**EXTRAIT FOURNI:**
----
Mon voisin Socrate ne veut pas se taire, il continue à évoquer sa philosophie: “Il est en effet dans l’ordre de la nature qu’à une licence extrême succède une extrême servitude. Par ses excès même, la démocratie engendre inévitablement la tyrannie. Ce peuple, altéré de liberté , ayant mis à sa tête de mauvais échansons qui l’enivrent de ce vin pur au delà de toute décence, perd vite le contrôle de ses actes, s’effraie d’une ombre de contrainte et traite d’oligarques ceux qui le voudraient maintenir dans les voies de la prudence. Sa faveur va, par contre, aux gens habiles qui affectent des manières simples et flattent ses penchants grossiers.
Dans une cité désorganisée où le père craint ses enfants et le maitre ses disciples, où l’esclave s’arroge tous les droits, les magistrats ne jouissent d’aucune autorité et les lois restent lettre morte.
Pour tenir en échec ceux qu’elle nomme ses ennemis, à qui elle confère un pouvoir proportionné aux espérances qu’elle fonde sur lui, croyant ainsi accroitre sa propre force, elle accroît en réalité, sans mesure, celle de l’homme qui deviendra son maître. D’abord le protecteur obtient une garde pour sa personne qu’il prétend menacée. Ensuite, il traîne devant les tribunaux et fait condamner les citoyens qu’il juge capables d’entraver l’exécution de ses desseins. Au besoin même, il n’hésite pas à répandre et à goûter d’une bouche et d’une langue impies le sang de sa race; il tue, exile tout en faisant miroiter aux yeux de la multitude l’abolition prochaine des dettes et le partage des terres. Qu’il aspire ou non à en subir la loi, il entre alors dans le cercle de son nouveau destin, il doit ou bien périr de la main de ses adversaires ou bien se faire tyran, et d’homme devenir loup. Comme le rôle de la victime est le dernier qui lui convienne, il renverse de nouveaux rivaux, monte sur le char de la Cité et se révèle despote accompli. Au début cependant, désireux de plaire, il récompense ses partisans. Mais il est bientôt amené à surveiller les meilleurs d’entre eux et à chercher dans la guerre extérieure un dérivatif aux énergies qu’il sent dressées secrètement contre lui. S’il veut rester le maître, il est obligé de se défaire de tous les hommes de valeur que compte la Cité sans en excepter ses amis. A l’encontre du médecin qui purge le corps de ses éléments nuisibles, il purge l’Etat de ses citoyens les plus estimables. Puis il compose sa garde, de jour en jour plus nombreuse, de mercenaires étrangers et d’esclaves affranchis. Il a pour favoris des personnages sans aveu, bourdons qu’attire de toutes parts le faux éclat de sa fortune, car tel est désormais le dilemme qui se pose pour lui : vivre avec les méchants qui le flattent mais n’éprouvent au fond que de la haine à son égard, ou renoncer à la vie. Les poètes célèbrent les louanges de la tyrannie et vantent l’heur des tyrans”.
----
**DONNÉES DISPONIBLES:**
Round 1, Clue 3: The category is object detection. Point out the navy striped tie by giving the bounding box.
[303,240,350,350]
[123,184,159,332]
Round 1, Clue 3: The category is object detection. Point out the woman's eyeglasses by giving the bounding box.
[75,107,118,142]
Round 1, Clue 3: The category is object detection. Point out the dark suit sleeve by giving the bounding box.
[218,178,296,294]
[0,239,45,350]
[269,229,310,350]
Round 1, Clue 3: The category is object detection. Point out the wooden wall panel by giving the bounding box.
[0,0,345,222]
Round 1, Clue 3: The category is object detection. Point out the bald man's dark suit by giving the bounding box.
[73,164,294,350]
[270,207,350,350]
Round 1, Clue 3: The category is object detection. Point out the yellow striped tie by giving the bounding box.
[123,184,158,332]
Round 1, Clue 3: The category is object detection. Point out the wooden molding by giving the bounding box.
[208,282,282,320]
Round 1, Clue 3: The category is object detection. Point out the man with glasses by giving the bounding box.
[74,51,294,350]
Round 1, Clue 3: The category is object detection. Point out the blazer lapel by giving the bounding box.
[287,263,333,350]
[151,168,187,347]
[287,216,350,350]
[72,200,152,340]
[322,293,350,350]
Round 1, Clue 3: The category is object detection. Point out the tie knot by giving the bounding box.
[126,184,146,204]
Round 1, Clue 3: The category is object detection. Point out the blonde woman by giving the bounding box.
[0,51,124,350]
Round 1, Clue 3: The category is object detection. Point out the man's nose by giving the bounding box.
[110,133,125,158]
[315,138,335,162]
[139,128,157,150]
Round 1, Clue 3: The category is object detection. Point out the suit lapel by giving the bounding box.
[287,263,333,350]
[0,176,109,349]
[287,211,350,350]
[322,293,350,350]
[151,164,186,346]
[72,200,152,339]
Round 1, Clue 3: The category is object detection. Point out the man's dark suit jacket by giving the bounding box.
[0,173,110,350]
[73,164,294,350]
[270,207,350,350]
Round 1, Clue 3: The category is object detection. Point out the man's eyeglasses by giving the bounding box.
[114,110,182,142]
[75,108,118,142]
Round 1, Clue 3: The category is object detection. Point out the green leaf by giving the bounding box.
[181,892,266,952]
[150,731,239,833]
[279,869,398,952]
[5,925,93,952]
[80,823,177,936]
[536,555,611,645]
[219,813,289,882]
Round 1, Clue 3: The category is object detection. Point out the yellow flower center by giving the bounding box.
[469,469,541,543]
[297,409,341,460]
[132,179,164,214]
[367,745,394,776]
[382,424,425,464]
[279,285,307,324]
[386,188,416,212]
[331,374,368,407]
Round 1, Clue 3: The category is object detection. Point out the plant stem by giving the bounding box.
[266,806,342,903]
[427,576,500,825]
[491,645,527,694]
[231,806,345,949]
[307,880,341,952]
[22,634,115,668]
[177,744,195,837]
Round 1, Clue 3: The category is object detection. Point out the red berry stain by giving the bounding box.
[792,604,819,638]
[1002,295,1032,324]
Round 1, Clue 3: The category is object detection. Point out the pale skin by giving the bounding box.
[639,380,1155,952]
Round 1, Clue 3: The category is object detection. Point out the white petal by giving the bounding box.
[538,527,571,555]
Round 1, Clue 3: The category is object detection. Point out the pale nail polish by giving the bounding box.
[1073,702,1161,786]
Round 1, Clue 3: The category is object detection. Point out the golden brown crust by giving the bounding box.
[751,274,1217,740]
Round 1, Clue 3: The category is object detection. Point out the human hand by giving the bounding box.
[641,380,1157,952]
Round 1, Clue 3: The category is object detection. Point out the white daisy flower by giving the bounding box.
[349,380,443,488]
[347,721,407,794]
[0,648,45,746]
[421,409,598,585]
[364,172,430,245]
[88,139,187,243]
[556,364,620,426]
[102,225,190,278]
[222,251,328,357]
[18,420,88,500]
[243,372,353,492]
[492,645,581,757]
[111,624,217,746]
----
**QUESTIONS SUR L'EXTRAIT:**
**A.** Répondez à ces questions sur l'extrait consacré à la démocratie et à la tyrannie :
(i) Qu'engendre inévitablement la démocratie par ses excès ?
(ii) Que le protecteur fait-il miroiter aux yeux de la multitude ?
(iii) De qui le tyran compose-t-il sa garde ?
**B.** Reproduisez le passage de l'extrait sur la démocratie et la tyrannie, de « Mon voisin Socrate » à « ses penchants grossiers. ».

**RÉSULTATS DES TÂCHES:**
**A.**
(i) La tyrannie.
(ii) L'abolition prochaine des dettes et le partage des terres.
(iii) De mercenaires étrangers et d'esclaves affranchis.

**B.**
Mon voisin Socrate ne veut pas se taire, il continue à évoquer sa philosophie: “Il est en effet dans l’ordre de la nature qu’à une licence extrême succède une extrême servitude. Par ses excès même, la démocratie engendre inévitablement la tyrannie. Ce peuple, altéré de liberté , ayant mis à sa tête de mauvais échansons qui l’enivrent de ce vin pur au delà de toute décence, perd vite le contrôle de ses actes, s’effraie d’une ombre de contrainte et traite d’oligarques ceux qui le voudraient maintenir dans les voies de la prudence. Sa faveur va, par contre, aux gens habiles qui affectent des manières simples et flattent ses penchants grossiers.